===== Records shown =====

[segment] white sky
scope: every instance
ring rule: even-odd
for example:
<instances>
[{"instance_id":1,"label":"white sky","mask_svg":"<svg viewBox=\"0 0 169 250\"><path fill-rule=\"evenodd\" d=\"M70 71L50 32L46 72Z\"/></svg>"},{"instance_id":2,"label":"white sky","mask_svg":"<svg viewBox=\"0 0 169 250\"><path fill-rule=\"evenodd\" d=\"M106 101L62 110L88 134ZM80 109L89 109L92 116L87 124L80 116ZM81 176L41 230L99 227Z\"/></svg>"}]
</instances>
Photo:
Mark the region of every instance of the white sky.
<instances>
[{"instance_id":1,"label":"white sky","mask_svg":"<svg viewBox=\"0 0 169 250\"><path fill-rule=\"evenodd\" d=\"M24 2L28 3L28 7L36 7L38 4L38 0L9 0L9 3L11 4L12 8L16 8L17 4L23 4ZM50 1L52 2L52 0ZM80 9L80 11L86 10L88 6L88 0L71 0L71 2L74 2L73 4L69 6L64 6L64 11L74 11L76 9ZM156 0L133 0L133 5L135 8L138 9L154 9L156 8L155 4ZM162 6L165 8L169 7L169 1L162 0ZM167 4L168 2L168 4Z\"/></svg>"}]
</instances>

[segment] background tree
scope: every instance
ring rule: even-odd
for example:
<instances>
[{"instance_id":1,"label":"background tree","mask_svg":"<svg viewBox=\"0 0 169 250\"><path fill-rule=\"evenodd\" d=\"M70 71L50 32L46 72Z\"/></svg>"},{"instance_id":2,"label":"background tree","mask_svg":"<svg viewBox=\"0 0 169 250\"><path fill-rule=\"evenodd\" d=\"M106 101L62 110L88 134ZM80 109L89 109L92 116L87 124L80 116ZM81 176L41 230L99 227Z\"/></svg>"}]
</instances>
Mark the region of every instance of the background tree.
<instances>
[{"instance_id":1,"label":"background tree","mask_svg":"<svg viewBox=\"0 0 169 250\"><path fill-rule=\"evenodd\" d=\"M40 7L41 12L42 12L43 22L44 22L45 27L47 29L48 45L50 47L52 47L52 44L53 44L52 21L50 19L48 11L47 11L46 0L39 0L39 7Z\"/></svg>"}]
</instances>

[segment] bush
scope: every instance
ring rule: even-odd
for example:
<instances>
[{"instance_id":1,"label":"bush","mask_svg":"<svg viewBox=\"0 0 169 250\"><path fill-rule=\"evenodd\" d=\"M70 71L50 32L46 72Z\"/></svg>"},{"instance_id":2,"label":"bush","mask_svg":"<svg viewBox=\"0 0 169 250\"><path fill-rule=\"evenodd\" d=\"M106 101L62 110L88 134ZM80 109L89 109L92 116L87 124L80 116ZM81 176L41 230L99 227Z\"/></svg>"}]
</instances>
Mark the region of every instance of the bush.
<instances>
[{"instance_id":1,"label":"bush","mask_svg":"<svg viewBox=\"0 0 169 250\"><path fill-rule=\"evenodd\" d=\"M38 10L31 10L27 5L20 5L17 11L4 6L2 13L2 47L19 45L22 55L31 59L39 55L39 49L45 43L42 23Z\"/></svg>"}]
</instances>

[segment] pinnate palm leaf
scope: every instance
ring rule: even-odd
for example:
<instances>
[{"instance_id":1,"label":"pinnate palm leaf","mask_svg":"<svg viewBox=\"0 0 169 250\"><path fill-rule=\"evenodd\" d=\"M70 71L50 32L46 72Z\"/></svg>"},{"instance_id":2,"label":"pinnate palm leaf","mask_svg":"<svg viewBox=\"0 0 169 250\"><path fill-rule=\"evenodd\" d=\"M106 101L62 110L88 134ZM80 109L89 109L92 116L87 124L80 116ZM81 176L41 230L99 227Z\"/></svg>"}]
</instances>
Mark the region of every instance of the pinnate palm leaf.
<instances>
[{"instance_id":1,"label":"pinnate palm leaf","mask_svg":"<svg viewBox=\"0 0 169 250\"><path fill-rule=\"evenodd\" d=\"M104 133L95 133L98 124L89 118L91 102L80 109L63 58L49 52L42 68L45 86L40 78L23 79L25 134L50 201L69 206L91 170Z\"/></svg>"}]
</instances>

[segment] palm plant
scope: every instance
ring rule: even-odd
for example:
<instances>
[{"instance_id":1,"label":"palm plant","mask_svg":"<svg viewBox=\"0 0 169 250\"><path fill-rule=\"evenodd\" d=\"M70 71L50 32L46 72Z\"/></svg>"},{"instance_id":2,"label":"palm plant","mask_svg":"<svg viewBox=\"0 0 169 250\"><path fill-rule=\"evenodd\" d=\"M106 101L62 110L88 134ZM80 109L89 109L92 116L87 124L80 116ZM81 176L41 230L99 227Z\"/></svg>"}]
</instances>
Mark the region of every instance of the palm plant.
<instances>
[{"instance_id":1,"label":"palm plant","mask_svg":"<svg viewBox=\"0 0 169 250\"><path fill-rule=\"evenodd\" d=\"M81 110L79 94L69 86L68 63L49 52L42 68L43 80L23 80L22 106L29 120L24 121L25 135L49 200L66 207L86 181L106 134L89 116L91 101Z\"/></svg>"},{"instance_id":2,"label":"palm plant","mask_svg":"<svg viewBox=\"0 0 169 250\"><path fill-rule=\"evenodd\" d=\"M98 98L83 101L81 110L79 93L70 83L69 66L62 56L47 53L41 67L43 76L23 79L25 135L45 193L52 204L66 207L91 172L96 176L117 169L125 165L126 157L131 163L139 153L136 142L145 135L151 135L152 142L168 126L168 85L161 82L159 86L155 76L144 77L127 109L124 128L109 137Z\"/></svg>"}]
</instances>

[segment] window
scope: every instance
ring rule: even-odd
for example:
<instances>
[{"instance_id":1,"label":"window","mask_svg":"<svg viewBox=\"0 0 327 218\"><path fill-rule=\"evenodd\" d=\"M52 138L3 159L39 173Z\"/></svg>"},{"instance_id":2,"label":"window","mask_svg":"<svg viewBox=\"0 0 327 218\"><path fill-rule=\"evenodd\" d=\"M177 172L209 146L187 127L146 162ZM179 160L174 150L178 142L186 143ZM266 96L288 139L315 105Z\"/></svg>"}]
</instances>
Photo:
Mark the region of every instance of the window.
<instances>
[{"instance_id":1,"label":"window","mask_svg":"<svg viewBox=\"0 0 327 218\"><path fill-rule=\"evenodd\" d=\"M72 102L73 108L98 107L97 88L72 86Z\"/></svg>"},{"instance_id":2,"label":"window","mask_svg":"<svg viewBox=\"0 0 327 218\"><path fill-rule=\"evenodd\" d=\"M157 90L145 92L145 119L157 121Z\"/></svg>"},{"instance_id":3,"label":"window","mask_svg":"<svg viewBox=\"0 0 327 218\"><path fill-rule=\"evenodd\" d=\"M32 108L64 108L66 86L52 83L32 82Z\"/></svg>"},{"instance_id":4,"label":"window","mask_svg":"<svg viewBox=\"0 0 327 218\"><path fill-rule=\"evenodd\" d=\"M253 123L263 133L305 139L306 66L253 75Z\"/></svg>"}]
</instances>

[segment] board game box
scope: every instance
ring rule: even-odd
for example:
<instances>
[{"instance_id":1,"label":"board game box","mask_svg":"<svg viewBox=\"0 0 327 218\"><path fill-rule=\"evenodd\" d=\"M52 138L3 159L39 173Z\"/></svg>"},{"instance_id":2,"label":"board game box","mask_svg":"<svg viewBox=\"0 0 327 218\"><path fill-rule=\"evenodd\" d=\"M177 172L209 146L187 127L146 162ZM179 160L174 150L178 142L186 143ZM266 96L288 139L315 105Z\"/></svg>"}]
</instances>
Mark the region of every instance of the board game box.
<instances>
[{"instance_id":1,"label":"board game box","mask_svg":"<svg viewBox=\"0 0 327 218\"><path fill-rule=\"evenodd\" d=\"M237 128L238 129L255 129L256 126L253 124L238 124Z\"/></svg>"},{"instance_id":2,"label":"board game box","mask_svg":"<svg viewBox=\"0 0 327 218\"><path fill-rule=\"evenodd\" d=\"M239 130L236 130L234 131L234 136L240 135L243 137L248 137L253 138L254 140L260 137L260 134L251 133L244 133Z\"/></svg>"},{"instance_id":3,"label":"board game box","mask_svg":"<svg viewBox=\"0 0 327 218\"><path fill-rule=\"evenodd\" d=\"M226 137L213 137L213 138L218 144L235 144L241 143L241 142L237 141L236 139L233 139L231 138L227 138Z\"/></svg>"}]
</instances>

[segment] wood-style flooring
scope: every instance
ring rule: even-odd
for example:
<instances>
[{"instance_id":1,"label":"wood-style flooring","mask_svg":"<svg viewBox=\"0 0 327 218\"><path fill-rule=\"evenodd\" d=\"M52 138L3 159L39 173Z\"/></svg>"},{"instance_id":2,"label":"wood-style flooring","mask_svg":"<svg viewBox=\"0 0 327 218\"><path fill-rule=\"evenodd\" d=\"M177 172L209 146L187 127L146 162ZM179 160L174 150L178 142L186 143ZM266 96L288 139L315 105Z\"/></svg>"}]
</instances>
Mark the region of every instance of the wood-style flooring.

=====

_Direction_:
Please arrange the lines above as a Markdown table with the columns Row and Item line, leaving out blank lines. Begin at the line that contains "[segment] wood-style flooring" and stop after the last line of the items.

_Reply_:
| Row | Item line |
|---|---|
| 1 | [segment] wood-style flooring |
| 2 | scope: every instance |
| 3 | ring rule: even-odd |
| 4 | for example: |
| 5 | <instances> |
| 6 | [{"instance_id":1,"label":"wood-style flooring","mask_svg":"<svg viewBox=\"0 0 327 218\"><path fill-rule=\"evenodd\" d=\"M52 138L3 159L39 173Z\"/></svg>"},{"instance_id":2,"label":"wood-style flooring","mask_svg":"<svg viewBox=\"0 0 327 218\"><path fill-rule=\"evenodd\" d=\"M177 172L209 146L187 127L146 162ZM179 160L174 150L178 142L186 143ZM266 96L288 139L315 105Z\"/></svg>"}] |
| 7 | </instances> |
| 8 | Mark the region of every instance of the wood-style flooring. |